:: Exercise task ::
Format the rows from the line containing "Accessibility mode: return the bounding box of the black" through the line containing "[486,116,564,178]", both included, as a numbered list, leaving out any blank lines.

:: Records to process ::
::::

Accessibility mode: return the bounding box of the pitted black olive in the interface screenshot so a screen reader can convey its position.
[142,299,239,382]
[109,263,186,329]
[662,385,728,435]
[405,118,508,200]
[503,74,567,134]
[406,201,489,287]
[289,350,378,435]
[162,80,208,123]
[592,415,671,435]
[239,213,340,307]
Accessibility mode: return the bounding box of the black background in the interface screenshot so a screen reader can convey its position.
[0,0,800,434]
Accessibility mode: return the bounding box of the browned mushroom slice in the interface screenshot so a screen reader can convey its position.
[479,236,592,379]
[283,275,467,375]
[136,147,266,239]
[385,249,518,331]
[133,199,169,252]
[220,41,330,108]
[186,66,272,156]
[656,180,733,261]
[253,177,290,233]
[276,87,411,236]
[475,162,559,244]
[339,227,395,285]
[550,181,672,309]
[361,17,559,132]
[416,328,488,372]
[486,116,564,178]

::::

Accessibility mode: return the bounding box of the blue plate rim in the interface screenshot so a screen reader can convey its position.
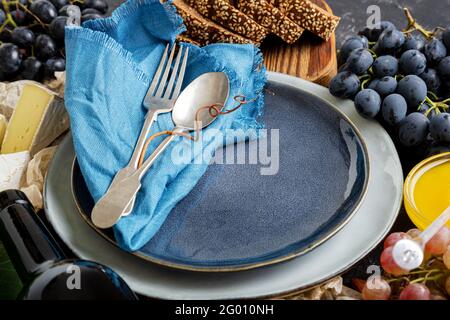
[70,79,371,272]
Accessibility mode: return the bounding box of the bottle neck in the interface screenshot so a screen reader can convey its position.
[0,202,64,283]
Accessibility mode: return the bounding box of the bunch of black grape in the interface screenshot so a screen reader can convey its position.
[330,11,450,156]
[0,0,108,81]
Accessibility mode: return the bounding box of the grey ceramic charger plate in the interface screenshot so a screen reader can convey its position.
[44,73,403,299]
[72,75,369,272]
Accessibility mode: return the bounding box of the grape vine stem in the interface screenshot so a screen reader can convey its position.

::::

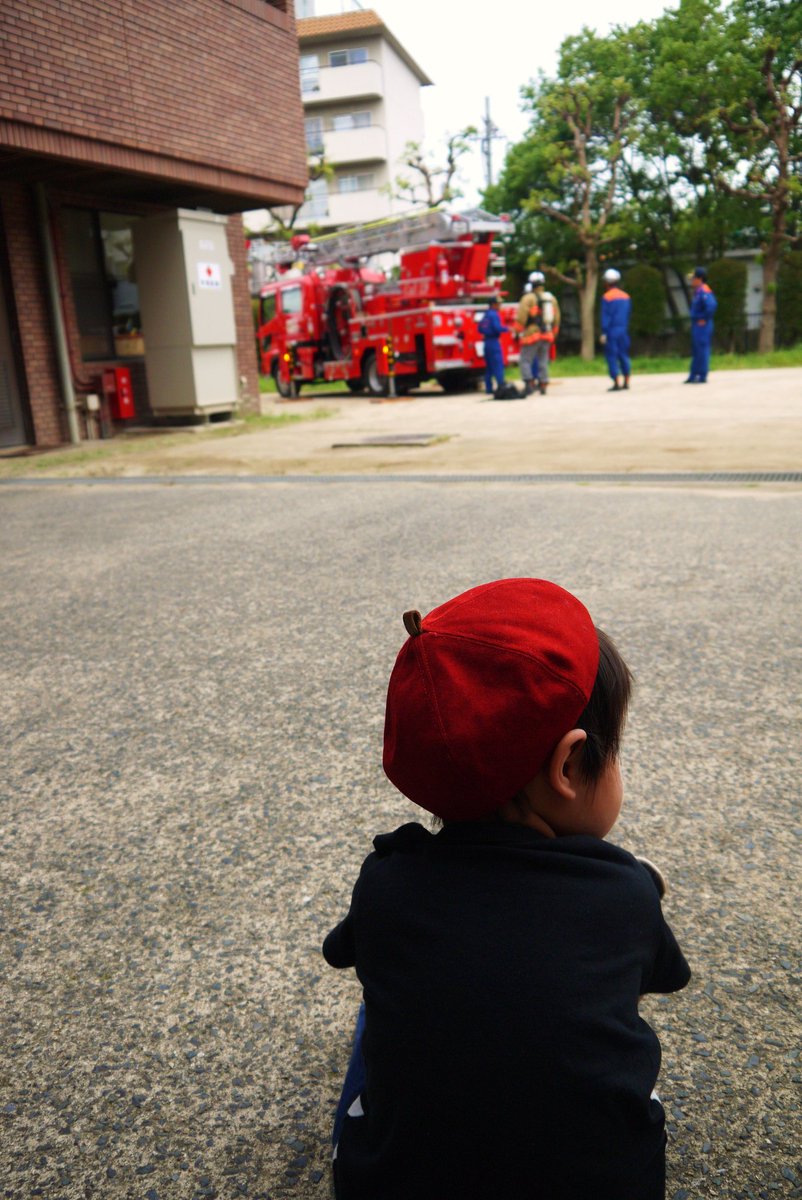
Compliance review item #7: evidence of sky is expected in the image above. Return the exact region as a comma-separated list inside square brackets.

::::

:: Expected answer ::
1. Accessibility mode: return the bounding box of the black background in the interface screenshot so a screen reader can convey its position.
2. [0,0,800,434]
3. Accessibility mode: return the bounding box of the browned mushroom slice in the interface screenshot so a screen reader can convey its position.
4. [479,236,592,379]
5. [283,275,467,375]
6. [136,147,266,239]
7. [385,249,518,331]
8. [133,199,169,252]
9. [220,41,330,108]
10. [186,66,272,156]
11. [656,180,733,261]
12. [253,177,290,233]
13. [276,87,411,236]
14. [475,162,559,244]
15. [339,227,395,285]
16. [550,181,672,309]
17. [361,17,559,132]
18. [416,328,488,372]
19. [486,116,564,178]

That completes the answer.